**Task prompt**
I would like the records restated word for word, without the pictures.

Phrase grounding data
-- Opening Marker --

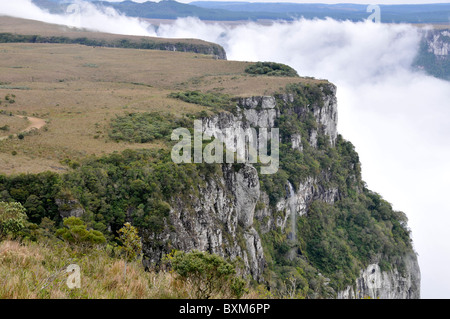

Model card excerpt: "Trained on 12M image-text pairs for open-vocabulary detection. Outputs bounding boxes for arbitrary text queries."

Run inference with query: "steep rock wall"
[141,82,420,298]
[414,28,450,80]
[141,163,265,280]
[338,253,421,299]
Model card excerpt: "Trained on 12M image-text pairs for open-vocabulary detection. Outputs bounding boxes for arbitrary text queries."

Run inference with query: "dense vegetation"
[1,177,249,299]
[245,62,299,77]
[0,202,27,238]
[108,112,191,143]
[168,91,235,113]
[55,216,106,248]
[0,148,220,239]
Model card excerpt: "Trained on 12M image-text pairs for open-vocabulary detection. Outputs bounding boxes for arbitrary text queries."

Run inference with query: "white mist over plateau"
[1,0,450,298]
[0,0,156,36]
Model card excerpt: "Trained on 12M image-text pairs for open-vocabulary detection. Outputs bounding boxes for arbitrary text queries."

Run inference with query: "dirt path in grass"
[0,115,46,141]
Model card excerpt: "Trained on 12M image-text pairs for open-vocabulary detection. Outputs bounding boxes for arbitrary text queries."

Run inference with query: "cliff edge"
[140,81,420,299]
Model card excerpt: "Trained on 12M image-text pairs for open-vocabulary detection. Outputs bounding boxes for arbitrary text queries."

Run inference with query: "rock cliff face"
[425,29,450,57]
[142,162,265,280]
[414,28,450,80]
[55,195,85,219]
[140,81,420,299]
[338,253,421,299]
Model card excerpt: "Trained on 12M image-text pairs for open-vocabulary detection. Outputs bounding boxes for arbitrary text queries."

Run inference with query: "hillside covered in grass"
[0,238,263,299]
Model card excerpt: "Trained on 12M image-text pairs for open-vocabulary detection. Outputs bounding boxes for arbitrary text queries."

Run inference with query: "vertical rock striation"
[338,253,421,299]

-- Closing Marker --

**Your response**
Model card excerpt: "Trained on 12M image-text pairs for open-vocabulary detection. Outputs bounding boxes for arbitrary text queries."

Run inference with query: "steep rock wall"
[141,82,420,298]
[414,28,450,80]
[141,163,265,280]
[338,253,421,299]
Model card excerpt: "Trained on 12M image-text pairs for open-vocabulary detection. Outputs bounding boxes for arbitrary text queries."

Run inference with query: "dense vegetation"
[1,177,249,299]
[245,62,299,77]
[0,202,27,238]
[108,112,191,143]
[168,91,235,113]
[55,216,106,248]
[0,148,220,239]
Model card excerpt: "Trained on 12M image-text pairs for open-vocabulary detection. Outputs bounding boxes for arbitrary text queries."

Run inference with query: "white mist over plateau"
[1,0,450,298]
[0,0,156,36]
Model card excerpt: "Trained on 12M image-text pairs for open-vocabulary detection. Outputs bounding boxes for arbitrary text queries."

Run inference with query: "dirt path in grass"
[0,115,46,141]
Model card excerpt: "Trained on 12M image-text pairs for open-vocabulary detection. Outputs bounding boxes for arbitrary text queries."

Run inference with query: "cliff edge"
[140,81,420,299]
Model card excerpt: "Trained on 12M image-text pairs for open-vocabulary detection. Outputs bounding boxes for arbitrary text queries."

Run inference with query: "rock cliff face"
[425,29,450,57]
[142,162,265,280]
[414,28,450,80]
[55,195,85,219]
[140,81,420,299]
[338,253,421,299]
Model card excerpt: "Trained on 12M image-text pairs for open-vocabulary detection. Outputs bounding boxes for arbitrary text queries."

Run inference with query: "hillside covered in grass"
[0,238,263,299]
Model card excerpt: "Trained on 12M image-text pairs for open-vocabulary detection. Outputs bounding boxes for arbitrary text queries."

Run inference with query: "vertical rock striation"
[338,253,421,299]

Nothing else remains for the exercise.